Referring expression pointing data
────────────────
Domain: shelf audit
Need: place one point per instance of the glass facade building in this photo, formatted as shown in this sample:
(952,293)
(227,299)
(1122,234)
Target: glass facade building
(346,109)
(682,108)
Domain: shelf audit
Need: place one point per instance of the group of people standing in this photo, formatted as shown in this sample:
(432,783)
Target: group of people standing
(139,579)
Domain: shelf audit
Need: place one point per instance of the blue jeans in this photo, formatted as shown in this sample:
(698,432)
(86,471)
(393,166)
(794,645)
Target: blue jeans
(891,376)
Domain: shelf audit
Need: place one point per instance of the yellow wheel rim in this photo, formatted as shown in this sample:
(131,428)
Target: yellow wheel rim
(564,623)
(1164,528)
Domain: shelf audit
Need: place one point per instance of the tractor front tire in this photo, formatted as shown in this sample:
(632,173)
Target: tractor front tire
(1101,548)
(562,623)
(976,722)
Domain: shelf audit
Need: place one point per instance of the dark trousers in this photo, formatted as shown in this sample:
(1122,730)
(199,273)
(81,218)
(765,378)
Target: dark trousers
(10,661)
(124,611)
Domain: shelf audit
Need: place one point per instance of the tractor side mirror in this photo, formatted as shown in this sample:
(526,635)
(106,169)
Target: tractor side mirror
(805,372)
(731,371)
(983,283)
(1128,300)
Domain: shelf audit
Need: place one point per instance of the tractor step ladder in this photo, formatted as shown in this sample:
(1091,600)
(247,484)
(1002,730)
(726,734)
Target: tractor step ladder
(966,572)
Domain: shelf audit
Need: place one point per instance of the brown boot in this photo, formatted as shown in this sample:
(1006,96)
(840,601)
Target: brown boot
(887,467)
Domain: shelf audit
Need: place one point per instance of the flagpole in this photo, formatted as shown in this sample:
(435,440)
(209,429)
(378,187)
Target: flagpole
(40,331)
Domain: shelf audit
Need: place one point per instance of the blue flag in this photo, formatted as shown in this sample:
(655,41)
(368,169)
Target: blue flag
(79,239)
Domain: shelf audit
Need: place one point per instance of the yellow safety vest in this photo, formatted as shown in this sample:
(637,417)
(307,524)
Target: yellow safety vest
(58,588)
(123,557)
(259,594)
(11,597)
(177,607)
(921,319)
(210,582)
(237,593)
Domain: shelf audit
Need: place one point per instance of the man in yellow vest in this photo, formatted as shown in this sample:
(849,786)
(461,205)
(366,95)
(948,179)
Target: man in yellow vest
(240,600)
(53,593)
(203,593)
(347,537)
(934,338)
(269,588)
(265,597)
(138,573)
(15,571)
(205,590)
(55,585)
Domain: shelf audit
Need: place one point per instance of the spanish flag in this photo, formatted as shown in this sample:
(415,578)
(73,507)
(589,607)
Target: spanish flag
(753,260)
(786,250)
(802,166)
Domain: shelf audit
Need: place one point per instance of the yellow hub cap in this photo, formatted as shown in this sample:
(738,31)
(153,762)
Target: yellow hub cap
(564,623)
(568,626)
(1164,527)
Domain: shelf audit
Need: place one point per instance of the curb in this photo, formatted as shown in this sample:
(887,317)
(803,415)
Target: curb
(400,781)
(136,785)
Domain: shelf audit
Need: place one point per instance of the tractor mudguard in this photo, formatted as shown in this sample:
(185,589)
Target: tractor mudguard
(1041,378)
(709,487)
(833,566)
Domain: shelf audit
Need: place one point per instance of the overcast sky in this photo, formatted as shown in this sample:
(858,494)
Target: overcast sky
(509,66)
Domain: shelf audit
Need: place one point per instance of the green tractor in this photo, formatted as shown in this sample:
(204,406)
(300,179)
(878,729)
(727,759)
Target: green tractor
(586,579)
────────────────
PROBLEM STATEMENT:
Repeat every record above exactly as it appears.

REPLY:
Domain: shelf audit
Need: place one point per instance of the glass facade building in this photo, formatted as shown in this sample:
(952,293)
(227,299)
(1122,234)
Target: glass facade building
(346,109)
(682,108)
Domain: shelf audit
Need: place one point per instance of the group of people standing in this photo, formatted as shown in this sample:
(432,783)
Target: group of people standing
(139,579)
Domain: shelf audit
Need: place one point per instance of the blue jeans in this photo, formatted as shown in this sample:
(698,432)
(86,471)
(393,166)
(794,645)
Target: blue jeans
(891,376)
Domain: shelf audit
Need: place one point per instance of the yellow wheel rim in this photo, formatted as shown in this sample:
(131,428)
Target: yellow wheel rim
(564,623)
(1164,528)
Domain: shelf audit
Need: place one point per instance of the tractor front tire in this photo, formatted as shown in this sample:
(632,173)
Target: tractor front tire
(1101,548)
(562,623)
(976,722)
Domain: shelf audit
Need: place one point per instance of the dark trousers in this photo, formatted as shown in this sample:
(1122,730)
(199,273)
(81,218)
(765,378)
Target: dark trousers
(10,661)
(124,611)
Domain: shelf audit
Need: place one point per instance of the tractor side mirror in this photo, formatted as shown in this sample:
(526,635)
(106,169)
Target: tractor side mirror
(805,372)
(731,371)
(983,283)
(1128,300)
Domain: shelf audit
Need: place one point per instance of the tractor step ladder in this photo, formatted as shown in this sample:
(1091,600)
(247,484)
(1002,730)
(726,734)
Target: tractor step ladder
(966,572)
Domain: shelf audit
Need: place one point per instance of the brown boot in this photo, formatted as shown in this sample:
(1006,96)
(840,601)
Target: brown boot
(887,467)
Domain: shelf audit
Need: place one point per instance of the flagpole in this photo, formatted as shown in this sample:
(435,440)
(209,429)
(378,187)
Target: flagpole
(40,331)
Domain: shelf audit
Need: place one point per instance of the blue flag in this photo, formatted as shown in this sample:
(655,41)
(368,169)
Target: blue flag
(79,239)
Domain: shelf audit
Need: place one point per instance of the yellow safety vest in this photo, formatted as shown in this sample:
(637,417)
(307,524)
Target: yellow safety vest
(58,588)
(123,557)
(259,594)
(11,597)
(177,607)
(921,319)
(210,582)
(237,593)
Domain: shelf audit
Need: place one point per instance of the man in yellow vest in this photo, formatted as shown in this sample:
(849,786)
(461,205)
(366,95)
(948,179)
Target: man in yellow vest
(240,600)
(53,593)
(203,593)
(347,537)
(934,338)
(269,588)
(265,597)
(138,573)
(15,571)
(205,590)
(55,585)
Domain: shelf audit
Need: place one point per instance of the spanish flag in this photo, formatted as shown in this sample:
(415,578)
(73,507)
(589,607)
Target: spanish flag
(753,260)
(786,250)
(802,166)
Domain: shelf audit
Need: place one point per instance of the yellow hub cap in this photo, formatted as shown in this sample:
(738,31)
(153,762)
Target: yellow hub cap
(564,623)
(568,626)
(1164,527)
Domain: shelf audit
Need: place one point per instance of the curb in this photo, formatted as shown in this sample:
(887,317)
(803,415)
Target: curb
(400,781)
(136,785)
Domain: shelf audit
Need: place one point per instance of the tractor mudguard in this photo, formatted as shown in this sample:
(185,589)
Target: tractor mudguard
(1041,378)
(709,487)
(833,566)
Domain: shelf audit
Need: place one point per instance of the overcast sky in this photo, formatted as shown in this sample:
(858,494)
Target: overcast sky
(509,66)
Domain: shelf audit
Need: place one point per instance of the green tractor in this photo, formatted as shown in this sample:
(204,406)
(300,179)
(878,729)
(727,759)
Target: green tractor
(586,579)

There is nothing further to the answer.